The task: Reproduce exactly the lines from the line containing "Target: grassy hilltop" through the last line of the listing, and no others.

Task input:
★ ★ ★ ★ ★

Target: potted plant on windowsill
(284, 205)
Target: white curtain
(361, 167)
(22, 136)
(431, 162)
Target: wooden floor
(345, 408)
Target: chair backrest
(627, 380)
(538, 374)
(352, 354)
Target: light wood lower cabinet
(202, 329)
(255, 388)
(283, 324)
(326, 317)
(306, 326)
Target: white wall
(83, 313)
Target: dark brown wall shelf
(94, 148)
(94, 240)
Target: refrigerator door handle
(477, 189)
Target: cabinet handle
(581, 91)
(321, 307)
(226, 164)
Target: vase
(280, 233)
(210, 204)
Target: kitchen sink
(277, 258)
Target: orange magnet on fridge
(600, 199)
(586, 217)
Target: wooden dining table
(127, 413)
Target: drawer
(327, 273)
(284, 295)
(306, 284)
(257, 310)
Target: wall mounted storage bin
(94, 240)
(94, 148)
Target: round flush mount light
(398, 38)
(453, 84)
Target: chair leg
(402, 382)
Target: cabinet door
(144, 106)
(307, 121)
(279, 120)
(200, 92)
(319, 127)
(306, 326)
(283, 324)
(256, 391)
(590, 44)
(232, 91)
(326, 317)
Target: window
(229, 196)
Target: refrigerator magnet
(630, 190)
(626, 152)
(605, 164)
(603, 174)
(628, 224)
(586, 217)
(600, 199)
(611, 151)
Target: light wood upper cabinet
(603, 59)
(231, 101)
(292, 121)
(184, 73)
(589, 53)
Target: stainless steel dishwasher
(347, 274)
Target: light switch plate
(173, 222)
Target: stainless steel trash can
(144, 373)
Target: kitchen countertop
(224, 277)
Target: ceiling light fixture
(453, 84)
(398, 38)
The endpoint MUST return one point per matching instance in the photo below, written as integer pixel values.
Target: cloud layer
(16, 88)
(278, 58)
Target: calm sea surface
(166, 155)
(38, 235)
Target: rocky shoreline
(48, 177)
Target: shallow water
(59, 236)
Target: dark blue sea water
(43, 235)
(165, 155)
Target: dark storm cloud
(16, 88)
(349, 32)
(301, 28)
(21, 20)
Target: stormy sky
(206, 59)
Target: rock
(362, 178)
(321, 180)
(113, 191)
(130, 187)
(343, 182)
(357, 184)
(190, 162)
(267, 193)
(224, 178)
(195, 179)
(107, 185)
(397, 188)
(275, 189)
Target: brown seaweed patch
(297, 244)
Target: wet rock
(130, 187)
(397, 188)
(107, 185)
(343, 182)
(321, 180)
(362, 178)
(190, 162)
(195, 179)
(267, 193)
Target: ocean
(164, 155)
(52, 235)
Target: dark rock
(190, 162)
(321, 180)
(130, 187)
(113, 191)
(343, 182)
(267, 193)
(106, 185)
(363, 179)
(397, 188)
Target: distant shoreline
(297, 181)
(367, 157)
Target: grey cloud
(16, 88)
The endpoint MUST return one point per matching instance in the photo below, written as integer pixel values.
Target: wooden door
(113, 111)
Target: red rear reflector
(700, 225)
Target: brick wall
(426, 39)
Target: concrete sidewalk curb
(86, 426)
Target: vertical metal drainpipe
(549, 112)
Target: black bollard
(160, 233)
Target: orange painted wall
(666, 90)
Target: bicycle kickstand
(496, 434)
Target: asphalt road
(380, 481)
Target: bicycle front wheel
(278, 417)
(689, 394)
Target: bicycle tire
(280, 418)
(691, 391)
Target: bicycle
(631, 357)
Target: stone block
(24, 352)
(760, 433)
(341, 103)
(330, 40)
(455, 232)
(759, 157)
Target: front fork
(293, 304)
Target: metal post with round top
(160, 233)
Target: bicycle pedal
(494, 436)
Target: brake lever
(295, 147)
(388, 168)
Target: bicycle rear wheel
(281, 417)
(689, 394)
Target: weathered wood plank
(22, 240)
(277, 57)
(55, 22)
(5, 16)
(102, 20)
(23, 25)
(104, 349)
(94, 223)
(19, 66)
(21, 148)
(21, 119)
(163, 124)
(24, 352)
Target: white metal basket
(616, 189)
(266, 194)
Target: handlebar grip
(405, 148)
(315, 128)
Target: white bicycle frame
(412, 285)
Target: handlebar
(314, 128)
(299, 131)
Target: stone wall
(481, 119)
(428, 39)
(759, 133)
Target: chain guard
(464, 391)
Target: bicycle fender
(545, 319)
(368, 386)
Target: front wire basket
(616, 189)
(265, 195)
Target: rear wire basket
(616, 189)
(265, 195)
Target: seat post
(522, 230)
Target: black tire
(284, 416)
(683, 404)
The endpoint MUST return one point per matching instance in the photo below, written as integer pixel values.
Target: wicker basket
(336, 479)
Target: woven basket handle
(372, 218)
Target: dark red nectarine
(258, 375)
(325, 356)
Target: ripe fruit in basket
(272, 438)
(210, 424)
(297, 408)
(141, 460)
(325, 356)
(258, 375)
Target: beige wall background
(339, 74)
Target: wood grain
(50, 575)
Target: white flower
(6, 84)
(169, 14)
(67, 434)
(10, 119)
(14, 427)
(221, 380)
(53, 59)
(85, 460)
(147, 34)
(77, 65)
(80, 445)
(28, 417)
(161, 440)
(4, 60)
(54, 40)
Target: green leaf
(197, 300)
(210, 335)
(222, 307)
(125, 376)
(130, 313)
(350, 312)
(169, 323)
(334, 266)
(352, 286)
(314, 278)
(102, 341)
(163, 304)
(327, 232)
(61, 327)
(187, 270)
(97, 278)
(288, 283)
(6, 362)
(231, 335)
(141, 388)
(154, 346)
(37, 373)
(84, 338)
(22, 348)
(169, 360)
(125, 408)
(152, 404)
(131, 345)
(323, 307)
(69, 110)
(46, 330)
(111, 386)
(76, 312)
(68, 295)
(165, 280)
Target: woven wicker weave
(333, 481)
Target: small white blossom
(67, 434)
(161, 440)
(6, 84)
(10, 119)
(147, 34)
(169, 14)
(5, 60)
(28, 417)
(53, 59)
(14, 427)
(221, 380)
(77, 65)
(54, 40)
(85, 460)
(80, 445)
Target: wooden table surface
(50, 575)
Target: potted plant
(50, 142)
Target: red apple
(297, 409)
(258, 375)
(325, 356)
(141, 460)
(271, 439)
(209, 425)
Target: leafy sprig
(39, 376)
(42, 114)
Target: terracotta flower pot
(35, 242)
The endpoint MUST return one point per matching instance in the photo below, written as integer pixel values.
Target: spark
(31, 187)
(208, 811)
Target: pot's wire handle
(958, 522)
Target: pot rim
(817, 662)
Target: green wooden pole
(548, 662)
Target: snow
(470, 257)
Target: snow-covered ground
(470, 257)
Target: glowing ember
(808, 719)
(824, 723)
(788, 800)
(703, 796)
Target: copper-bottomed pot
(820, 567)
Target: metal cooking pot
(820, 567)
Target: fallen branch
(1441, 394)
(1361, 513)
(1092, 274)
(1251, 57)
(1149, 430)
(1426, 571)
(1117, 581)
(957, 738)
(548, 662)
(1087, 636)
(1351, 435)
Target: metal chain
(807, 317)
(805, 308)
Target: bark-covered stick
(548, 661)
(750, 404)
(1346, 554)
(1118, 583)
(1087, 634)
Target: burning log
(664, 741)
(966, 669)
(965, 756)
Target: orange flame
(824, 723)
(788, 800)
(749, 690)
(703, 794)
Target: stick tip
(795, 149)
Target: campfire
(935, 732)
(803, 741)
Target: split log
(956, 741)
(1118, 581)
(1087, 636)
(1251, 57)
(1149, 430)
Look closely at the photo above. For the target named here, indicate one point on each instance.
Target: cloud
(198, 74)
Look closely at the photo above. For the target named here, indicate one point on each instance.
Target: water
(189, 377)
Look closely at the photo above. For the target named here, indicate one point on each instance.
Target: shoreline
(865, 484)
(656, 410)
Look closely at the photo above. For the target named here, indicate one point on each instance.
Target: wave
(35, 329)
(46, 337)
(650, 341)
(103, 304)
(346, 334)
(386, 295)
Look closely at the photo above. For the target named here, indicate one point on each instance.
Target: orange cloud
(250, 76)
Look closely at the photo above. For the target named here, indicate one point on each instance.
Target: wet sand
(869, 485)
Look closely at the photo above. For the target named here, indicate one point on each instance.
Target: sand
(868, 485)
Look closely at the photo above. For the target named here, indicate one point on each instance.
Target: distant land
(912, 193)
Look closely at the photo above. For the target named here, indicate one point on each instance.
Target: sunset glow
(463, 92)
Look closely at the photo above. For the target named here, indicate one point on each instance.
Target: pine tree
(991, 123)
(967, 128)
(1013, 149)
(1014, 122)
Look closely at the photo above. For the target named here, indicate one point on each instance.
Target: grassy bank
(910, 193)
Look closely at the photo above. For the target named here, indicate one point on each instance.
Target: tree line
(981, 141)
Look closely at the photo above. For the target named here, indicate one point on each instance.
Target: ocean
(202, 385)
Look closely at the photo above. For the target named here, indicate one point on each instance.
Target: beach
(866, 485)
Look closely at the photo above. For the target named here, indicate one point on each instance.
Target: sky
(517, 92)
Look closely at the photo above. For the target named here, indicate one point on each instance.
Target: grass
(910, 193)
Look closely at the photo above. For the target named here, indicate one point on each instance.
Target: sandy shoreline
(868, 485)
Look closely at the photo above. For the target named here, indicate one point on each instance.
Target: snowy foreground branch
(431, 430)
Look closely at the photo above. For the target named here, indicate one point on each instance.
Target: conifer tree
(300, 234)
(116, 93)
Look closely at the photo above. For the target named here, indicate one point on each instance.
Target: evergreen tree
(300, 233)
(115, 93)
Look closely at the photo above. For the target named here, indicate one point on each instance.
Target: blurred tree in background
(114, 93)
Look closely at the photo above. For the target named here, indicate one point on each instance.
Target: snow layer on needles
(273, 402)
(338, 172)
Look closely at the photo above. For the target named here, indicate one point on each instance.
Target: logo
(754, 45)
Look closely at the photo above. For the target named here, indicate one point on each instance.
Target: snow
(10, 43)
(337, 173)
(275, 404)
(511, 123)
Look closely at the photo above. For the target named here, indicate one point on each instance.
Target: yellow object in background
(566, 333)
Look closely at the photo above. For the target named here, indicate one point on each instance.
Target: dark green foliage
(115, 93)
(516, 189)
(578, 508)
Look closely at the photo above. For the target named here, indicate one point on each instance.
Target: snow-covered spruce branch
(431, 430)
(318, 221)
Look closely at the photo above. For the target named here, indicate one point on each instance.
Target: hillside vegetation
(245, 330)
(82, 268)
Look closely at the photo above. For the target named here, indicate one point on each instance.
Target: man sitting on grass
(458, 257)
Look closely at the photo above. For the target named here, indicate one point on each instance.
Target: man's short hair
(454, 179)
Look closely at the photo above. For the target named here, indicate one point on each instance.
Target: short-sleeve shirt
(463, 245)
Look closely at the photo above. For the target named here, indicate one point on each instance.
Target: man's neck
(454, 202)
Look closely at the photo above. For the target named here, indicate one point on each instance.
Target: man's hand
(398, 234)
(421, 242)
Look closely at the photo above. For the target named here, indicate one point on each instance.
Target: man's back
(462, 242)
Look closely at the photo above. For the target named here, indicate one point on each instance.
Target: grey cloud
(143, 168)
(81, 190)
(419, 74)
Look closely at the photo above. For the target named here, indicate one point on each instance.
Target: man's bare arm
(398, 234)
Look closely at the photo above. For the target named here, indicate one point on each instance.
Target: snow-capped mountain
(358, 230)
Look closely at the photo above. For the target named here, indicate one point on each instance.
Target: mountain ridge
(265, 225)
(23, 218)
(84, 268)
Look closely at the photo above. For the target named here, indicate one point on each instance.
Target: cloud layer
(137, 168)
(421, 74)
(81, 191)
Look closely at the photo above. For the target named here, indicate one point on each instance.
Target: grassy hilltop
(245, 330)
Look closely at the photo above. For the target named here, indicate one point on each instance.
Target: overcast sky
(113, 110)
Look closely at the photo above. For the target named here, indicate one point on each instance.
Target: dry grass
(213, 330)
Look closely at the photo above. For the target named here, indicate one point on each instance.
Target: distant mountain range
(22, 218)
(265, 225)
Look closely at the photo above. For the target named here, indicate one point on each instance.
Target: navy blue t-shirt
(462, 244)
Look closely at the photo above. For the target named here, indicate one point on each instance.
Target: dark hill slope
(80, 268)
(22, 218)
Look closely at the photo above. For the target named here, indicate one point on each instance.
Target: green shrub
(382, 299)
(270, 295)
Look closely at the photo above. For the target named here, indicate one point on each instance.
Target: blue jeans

★ ★ ★ ★ ★

Response area:
Target: grassy hilltop
(245, 330)
Look closely at the photo above. For the target named here, indicate one point on each instance.
Target: overcast sky
(113, 110)
Look closely at the photo above. For the target named here, indicate one point on each instance.
Target: dry grass
(213, 330)
Look closely at the photo above. For the target named here, indicate one point on each instance.
Target: distant mountain range
(22, 218)
(265, 225)
Look closely at the photo above. For the target named here, indicate one point on each instance.
Target: navy blue t-shirt
(462, 244)
Look closely at the photo above. For the target named here, indicate one point on each instance.
Target: dark hill slope
(80, 268)
(22, 218)
Look closely at the photo above. For the target named here, indicate one point on each instance.
Target: green shrub
(382, 299)
(270, 295)
Look closely at the photo above. For the target named here, indicate one point on each instance.
Target: blue jeans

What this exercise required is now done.